◆ Source data

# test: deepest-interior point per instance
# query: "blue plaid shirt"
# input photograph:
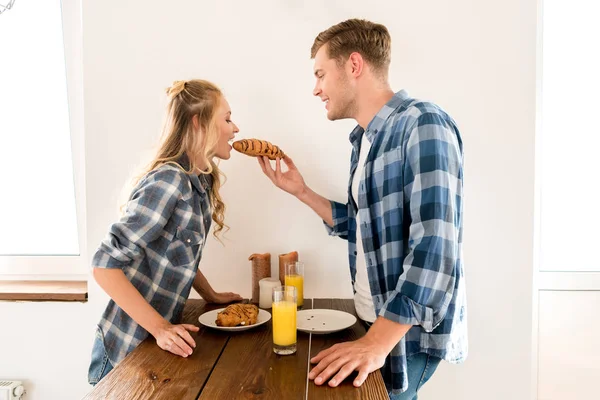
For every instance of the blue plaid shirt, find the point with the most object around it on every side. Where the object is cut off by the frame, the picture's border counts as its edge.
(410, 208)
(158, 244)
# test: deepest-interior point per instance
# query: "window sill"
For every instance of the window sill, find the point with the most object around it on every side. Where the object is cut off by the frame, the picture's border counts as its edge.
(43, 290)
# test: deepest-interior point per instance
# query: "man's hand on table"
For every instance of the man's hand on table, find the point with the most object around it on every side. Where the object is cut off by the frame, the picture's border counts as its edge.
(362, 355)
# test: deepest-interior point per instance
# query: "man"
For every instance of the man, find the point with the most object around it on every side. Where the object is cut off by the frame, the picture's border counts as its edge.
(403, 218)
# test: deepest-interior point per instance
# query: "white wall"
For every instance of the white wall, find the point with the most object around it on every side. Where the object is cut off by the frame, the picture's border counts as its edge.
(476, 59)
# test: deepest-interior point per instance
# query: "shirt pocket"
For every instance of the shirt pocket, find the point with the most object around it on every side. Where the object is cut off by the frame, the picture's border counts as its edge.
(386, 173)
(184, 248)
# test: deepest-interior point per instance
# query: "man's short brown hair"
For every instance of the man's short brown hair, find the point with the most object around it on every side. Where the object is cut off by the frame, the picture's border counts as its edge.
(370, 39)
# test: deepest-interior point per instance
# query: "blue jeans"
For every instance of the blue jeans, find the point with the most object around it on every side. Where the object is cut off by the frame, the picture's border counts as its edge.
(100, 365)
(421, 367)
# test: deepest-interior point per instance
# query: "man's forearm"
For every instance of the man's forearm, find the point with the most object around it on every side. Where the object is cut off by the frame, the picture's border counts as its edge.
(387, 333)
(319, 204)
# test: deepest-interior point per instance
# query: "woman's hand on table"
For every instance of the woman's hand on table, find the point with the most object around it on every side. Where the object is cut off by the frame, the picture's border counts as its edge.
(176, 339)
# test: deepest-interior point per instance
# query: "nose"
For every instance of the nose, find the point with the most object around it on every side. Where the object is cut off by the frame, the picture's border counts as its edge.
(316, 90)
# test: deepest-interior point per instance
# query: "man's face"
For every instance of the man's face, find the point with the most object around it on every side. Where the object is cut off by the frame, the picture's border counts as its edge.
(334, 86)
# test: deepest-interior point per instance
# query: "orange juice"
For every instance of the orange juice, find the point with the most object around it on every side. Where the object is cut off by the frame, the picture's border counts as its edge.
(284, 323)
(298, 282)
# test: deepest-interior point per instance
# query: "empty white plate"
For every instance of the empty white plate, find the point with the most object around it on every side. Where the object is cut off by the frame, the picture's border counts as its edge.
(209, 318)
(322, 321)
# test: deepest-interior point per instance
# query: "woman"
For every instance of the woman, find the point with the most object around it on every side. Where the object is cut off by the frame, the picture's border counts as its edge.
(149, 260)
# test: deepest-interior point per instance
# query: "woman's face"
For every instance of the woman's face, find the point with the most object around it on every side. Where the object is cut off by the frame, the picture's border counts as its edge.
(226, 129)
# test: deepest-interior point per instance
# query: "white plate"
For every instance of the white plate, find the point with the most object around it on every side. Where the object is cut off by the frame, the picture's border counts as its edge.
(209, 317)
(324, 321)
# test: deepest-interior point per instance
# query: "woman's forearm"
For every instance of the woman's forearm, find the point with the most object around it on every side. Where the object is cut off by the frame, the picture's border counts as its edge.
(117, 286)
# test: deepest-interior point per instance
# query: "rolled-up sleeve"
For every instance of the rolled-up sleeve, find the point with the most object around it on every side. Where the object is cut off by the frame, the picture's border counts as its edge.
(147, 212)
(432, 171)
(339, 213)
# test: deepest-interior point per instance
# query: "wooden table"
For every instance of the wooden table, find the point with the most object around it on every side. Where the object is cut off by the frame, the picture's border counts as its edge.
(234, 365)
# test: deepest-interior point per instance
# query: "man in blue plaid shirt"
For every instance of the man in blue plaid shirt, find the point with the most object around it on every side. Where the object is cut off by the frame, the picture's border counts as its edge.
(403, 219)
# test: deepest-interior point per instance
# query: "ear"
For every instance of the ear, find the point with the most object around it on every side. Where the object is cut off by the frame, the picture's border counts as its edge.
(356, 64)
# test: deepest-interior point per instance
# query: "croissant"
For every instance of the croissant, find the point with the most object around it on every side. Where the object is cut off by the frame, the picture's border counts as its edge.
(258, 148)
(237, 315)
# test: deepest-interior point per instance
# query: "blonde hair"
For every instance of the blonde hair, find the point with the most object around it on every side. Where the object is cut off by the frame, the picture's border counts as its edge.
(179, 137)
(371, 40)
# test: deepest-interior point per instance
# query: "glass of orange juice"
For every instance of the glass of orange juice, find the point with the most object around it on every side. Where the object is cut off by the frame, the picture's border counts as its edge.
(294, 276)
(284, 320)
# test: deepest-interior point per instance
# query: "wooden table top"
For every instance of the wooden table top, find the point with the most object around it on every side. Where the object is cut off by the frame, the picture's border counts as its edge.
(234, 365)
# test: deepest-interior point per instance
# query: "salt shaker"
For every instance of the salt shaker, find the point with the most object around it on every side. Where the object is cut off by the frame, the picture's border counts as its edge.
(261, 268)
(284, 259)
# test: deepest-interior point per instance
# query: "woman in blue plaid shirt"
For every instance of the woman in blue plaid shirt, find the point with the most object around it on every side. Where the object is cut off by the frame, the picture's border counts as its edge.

...

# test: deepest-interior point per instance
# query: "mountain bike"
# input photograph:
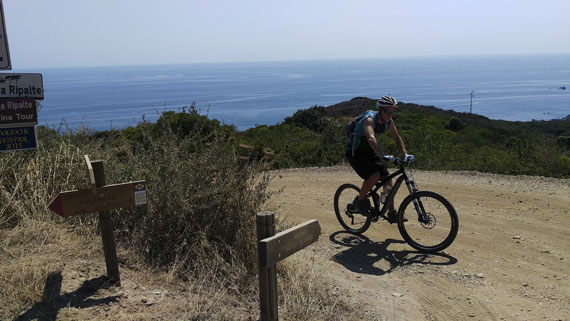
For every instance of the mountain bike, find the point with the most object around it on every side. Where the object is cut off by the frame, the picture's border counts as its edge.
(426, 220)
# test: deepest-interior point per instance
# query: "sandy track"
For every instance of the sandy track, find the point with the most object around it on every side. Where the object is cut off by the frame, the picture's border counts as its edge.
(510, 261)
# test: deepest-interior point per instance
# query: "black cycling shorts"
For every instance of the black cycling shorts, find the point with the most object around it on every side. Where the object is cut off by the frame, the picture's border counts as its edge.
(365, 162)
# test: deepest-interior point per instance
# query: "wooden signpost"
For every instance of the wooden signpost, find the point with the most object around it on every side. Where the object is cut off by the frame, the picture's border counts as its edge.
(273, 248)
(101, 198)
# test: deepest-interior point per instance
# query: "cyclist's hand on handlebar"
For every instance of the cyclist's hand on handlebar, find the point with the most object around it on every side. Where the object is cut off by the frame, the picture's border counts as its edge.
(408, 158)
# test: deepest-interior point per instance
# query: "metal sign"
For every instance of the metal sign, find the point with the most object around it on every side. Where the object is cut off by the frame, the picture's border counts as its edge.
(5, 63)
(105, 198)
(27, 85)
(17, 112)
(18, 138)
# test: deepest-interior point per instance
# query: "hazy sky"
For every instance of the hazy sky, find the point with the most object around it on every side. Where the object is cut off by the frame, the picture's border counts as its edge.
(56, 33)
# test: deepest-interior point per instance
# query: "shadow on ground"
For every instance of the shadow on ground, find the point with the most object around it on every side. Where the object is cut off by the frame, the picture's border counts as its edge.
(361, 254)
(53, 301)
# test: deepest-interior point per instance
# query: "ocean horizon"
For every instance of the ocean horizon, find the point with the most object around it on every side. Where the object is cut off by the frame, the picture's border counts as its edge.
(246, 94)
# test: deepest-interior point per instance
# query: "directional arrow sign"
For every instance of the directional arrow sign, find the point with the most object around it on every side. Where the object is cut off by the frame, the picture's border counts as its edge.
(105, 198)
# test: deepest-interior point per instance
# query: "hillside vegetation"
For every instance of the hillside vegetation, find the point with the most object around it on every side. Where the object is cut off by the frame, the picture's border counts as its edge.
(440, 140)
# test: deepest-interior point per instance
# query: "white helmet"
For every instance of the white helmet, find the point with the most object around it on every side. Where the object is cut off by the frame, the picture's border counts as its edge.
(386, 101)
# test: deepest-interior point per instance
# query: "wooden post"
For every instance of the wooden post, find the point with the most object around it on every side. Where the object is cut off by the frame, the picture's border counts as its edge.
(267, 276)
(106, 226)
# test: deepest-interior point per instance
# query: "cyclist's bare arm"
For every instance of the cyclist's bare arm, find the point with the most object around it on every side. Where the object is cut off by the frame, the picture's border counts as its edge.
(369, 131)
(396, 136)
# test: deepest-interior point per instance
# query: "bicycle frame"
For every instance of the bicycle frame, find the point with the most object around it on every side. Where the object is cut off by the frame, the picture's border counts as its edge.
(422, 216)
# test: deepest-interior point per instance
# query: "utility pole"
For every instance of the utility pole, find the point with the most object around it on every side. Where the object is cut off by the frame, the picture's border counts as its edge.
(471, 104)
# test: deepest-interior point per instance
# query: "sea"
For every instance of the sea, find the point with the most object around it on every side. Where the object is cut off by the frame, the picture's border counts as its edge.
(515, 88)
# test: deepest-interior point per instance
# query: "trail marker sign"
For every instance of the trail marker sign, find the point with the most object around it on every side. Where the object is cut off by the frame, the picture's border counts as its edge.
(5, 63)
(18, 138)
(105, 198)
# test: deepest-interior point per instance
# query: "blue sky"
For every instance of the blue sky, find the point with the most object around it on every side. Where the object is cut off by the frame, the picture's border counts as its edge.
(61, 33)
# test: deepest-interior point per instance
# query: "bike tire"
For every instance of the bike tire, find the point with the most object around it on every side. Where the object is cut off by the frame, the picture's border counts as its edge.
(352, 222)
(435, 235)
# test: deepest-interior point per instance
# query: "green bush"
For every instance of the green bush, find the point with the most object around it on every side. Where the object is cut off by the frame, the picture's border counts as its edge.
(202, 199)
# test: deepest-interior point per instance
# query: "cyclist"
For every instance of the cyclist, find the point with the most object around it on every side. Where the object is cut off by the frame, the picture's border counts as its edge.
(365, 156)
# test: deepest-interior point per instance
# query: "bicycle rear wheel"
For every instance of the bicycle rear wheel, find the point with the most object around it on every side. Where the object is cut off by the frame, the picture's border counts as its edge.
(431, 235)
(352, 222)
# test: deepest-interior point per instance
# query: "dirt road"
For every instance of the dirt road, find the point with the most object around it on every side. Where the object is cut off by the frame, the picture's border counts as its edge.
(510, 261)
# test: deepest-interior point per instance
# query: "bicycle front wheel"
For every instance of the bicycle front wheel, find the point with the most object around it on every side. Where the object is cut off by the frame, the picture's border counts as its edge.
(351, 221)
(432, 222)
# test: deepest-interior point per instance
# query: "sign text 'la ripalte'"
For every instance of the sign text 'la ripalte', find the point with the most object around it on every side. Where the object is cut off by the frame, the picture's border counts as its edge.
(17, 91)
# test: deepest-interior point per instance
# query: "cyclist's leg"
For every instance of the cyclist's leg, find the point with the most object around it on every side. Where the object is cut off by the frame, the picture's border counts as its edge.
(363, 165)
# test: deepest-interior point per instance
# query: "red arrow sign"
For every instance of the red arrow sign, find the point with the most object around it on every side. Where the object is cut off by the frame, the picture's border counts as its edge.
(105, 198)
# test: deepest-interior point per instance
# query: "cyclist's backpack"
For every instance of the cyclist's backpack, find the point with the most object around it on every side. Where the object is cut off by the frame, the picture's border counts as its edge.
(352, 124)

◆ Exercise directions
In the records above, find the line with "For every instance of the blonde"; write out exactly that line and each one after it, stopping after the line with "For every instance of the woman in".

◆ Solved problem
For every instance of the blonde hair, find the point with the most object around it on every side. Where the object is cut off by the frame, the picture's border counts as its edge.
(179, 137)
(371, 40)
# test: deepest-interior point per instance
# query: "glass of orange juice"
For every instance of the glass of orange juice, find the point with the most object around it on every side. Where the object is cut off by the frame, the picture's border counts as its edge.
(294, 276)
(284, 320)
# test: deepest-interior point per instance
# query: "wooden table top"
For every instance of the wooden table top, find the point with the most object around it on every side. Where the object is cut off by the frame, the picture's border counts as its edge.
(234, 365)
# test: deepest-interior point per instance
# query: "salt shaker"
For every instance of the salt shaker, find the point with the most object around it on every side. Where the object is cut off by the frame, the picture's border counts as its edge.
(261, 268)
(284, 259)
# test: deepest-interior point per instance
# query: "woman in blue plaid shirt"
For every instance of the woman in blue plaid shirt, find the point with the most object around it on every side. Where the object is cut off by the frame, the picture's border counts as its edge.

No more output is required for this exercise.